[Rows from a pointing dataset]
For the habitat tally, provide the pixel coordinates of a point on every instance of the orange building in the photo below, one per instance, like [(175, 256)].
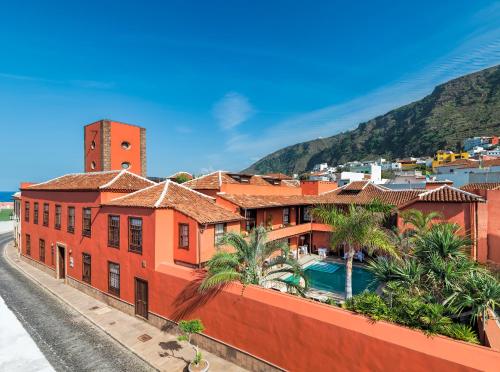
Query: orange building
[(133, 243), (111, 145)]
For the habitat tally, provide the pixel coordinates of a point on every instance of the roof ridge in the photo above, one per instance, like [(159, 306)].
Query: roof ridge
[(136, 192), (73, 174), (431, 191), (205, 175), (163, 193), (139, 176), (452, 188), (329, 191), (196, 192), (52, 179), (112, 180)]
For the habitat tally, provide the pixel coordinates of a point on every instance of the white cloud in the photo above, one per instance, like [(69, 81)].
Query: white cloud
[(232, 110), (478, 51), (86, 84)]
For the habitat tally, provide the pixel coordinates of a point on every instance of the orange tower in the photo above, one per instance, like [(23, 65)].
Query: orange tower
[(111, 145)]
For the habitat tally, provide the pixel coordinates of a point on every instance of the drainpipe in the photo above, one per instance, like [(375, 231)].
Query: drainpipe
[(476, 221), (198, 237)]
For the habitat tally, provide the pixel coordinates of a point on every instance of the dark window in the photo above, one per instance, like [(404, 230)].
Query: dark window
[(86, 222), (27, 211), (251, 216), (57, 217), (184, 235), (45, 214), (286, 216), (114, 278), (35, 212), (220, 229), (86, 267), (42, 250), (28, 244), (135, 234), (71, 219), (114, 231)]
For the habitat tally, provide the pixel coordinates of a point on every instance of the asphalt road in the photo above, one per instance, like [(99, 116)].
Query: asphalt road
[(68, 340)]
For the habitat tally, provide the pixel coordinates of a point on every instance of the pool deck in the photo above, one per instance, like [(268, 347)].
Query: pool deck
[(317, 294)]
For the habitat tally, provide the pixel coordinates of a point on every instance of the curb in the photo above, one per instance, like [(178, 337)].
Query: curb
[(54, 294)]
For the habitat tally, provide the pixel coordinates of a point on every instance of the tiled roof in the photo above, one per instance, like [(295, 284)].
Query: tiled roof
[(268, 201), (290, 183), (213, 181), (465, 163), (356, 185), (491, 163), (398, 198), (170, 194), (279, 176), (175, 175), (471, 187), (449, 194), (105, 181)]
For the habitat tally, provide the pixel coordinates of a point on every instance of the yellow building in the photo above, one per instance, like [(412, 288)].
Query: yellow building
[(445, 156)]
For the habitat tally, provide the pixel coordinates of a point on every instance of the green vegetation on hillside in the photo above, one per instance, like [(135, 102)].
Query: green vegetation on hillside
[(464, 107)]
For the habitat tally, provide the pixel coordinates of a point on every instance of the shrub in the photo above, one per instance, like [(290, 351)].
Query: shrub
[(370, 304)]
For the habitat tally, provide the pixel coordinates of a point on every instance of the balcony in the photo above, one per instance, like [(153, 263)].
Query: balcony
[(304, 228)]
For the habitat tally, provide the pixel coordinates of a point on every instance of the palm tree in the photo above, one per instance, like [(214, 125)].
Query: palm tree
[(443, 240), (420, 221), (254, 261), (356, 228)]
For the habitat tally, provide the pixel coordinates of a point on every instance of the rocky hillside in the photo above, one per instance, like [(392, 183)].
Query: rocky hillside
[(463, 107)]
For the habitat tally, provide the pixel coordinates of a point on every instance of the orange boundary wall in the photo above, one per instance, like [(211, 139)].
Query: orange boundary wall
[(302, 335)]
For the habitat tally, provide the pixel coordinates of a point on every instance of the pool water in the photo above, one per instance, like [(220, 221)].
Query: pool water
[(330, 276)]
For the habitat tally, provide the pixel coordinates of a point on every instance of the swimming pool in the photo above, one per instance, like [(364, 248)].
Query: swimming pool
[(330, 276)]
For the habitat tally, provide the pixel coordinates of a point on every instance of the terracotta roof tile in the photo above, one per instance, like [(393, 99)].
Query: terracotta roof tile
[(471, 187), (108, 181), (175, 175), (268, 201), (356, 185), (279, 176), (169, 194), (398, 198), (213, 181), (449, 194), (466, 163)]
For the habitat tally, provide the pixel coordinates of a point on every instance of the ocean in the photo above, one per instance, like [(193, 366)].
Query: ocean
[(6, 195)]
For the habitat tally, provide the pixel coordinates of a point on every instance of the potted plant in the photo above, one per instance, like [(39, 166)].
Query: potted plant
[(188, 328)]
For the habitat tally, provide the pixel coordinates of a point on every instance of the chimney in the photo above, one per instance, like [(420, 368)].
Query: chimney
[(431, 185)]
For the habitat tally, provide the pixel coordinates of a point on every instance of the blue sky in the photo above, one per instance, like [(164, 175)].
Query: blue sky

▸ Aim of the task: Arrange every line of the records above as a JSON list of strings, one string per line, skipping blank lines. Leave the pictures out.

▸ Exercise answer:
[
  "For the habitat tally, provide the pixel coordinates of a point on every instance of the orange building in the photo below, one per instance, like [(175, 256)].",
  "Query: orange building",
  "[(133, 243), (111, 145)]",
  "For the habitat tally, provide the pixel coordinates of a point on every instance of the roof ridge in the photo above, one per instance, like [(159, 306)].",
  "Query: roof ridge",
  "[(136, 192), (73, 174), (431, 191), (205, 175), (163, 193), (139, 176), (452, 188), (329, 191), (196, 192), (52, 179), (112, 180)]",
  "For the habitat tally, provide the pixel coordinates of a point on every instance of the white cloud in the photo above, one per instance, like [(69, 81)].",
  "Query: white cloud",
  "[(232, 110), (478, 51), (86, 84)]",
  "For the habitat tally, provide the pixel coordinates of a point on every instance of the orange tower in the photo above, one per instance, like [(23, 65)].",
  "Query: orange tower",
  "[(111, 145)]",
  "For the habitat tally, provide the pixel coordinates of a point on every instance of the drainpipe in the photo above, one per instance, like [(375, 231)].",
  "Query: drainpipe",
  "[(476, 221), (198, 237)]",
  "For the habitat tally, provide the pixel coordinates of a point on every instance of the dark window in the photo above, one per instance, like [(404, 230)].",
  "Query: dark window",
  "[(86, 222), (27, 211), (251, 216), (57, 217), (184, 235), (45, 214), (286, 216), (114, 278), (35, 212), (220, 229), (86, 267), (42, 250), (28, 244), (135, 234), (71, 219), (114, 231)]",
  "For the habitat tally, provide the pixel coordinates of a point on every instance of the asphalt road in the photo above, one per instance, like [(99, 116)].",
  "Query: asphalt road",
  "[(68, 340)]",
  "For the habitat tally, provide the pixel coordinates of a point on every instance of the pool deck in the photo above, one per instance, like [(268, 347)].",
  "Query: pool deck",
  "[(317, 294)]",
  "For the habitat tally, provide the pixel coordinates of a point on every instance of the curb in the photo above, one per instance, like [(178, 337)].",
  "Query: curb",
  "[(54, 294)]",
  "For the habitat tally, provide the pixel coordinates of a point on every instance of the tiled roof in the photo above, one per instance, like [(295, 284)].",
  "Query: tiled roof",
  "[(268, 201), (290, 183), (213, 181), (465, 163), (356, 185), (491, 163), (398, 198), (170, 194), (279, 176), (175, 175), (471, 187), (449, 194), (105, 181)]",
  "For the habitat tally, provide the pixel coordinates of a point on every instance of the yellow building in the photo above, one per instance, like [(412, 288)].",
  "Query: yellow building",
  "[(445, 156)]",
  "For the habitat tally, provide the pixel coordinates of a point on every instance of the green vegetation on hillside in the photo above, one per instance, like [(135, 102)].",
  "Query: green vegetation on hillside",
  "[(464, 107)]",
  "For the habitat tally, provide the pixel coordinates of a point on every instance of the shrub in the photo above, one per instance, like [(290, 351)].",
  "Query: shrub",
  "[(370, 304)]",
  "For the habitat tally, provide the pixel coordinates of a point on every instance of the balcony in the photo above, one per instance, like [(153, 263)].",
  "Query: balcony",
  "[(304, 228)]",
  "For the habitat tally, provide the pixel coordinates of a point on every instance of the palm tree in the photo above, one per instance, like [(214, 125)].",
  "Query: palm tree",
  "[(443, 240), (420, 221), (254, 261), (356, 228)]",
  "For the habitat tally, provide the pixel coordinates of a point on every instance of the rocky hillside in the photo above, one per instance, like [(392, 183)].",
  "Query: rocky hillside",
  "[(463, 107)]",
  "For the habitat tally, provide the pixel coordinates of a point on every instance of the orange boundary wall in the photo above, one per instance, like [(211, 139)].",
  "Query: orange boundary wall",
  "[(302, 335)]",
  "For the habitat tally, provide the pixel coordinates of a point on every instance of the pool water in the photo above, one per instance, like [(220, 221)].",
  "Query: pool water",
  "[(330, 276)]",
  "For the habitat tally, provide the pixel coordinates of a point on every instance of the swimming pool in the photo above, one per instance, like [(364, 248)].",
  "Query: swimming pool",
  "[(330, 276)]",
  "For the habitat tally, provide the pixel coordinates of a point on every instance of the terracotta roof tile in the photo above, one per instance, like [(393, 99)].",
  "Query: terracotta roof tile",
  "[(471, 187), (108, 181), (175, 175), (268, 201), (356, 185), (279, 176), (169, 194), (398, 198), (213, 181), (449, 194), (466, 163)]",
  "For the habitat tally, provide the pixel coordinates of a point on every instance of the ocean in the photo above, one per instance, like [(193, 366)].",
  "Query: ocean",
  "[(6, 195)]",
  "For the habitat tally, provide the pixel coordinates of a point on every instance of the potted plant in the photo above, one per instance, like [(39, 166)].",
  "Query: potted plant",
  "[(188, 328)]",
  "For the habitat tally, provide the pixel coordinates of a point on every instance of the chimney in the photo above, one per instance, like [(420, 368)].",
  "Query: chimney",
  "[(431, 185)]",
  "For the habitat tally, provide the pixel coordinates of a point on every instance of the blue sky in the photo above, one per instance, like [(164, 175)].",
  "Query: blue sky"
]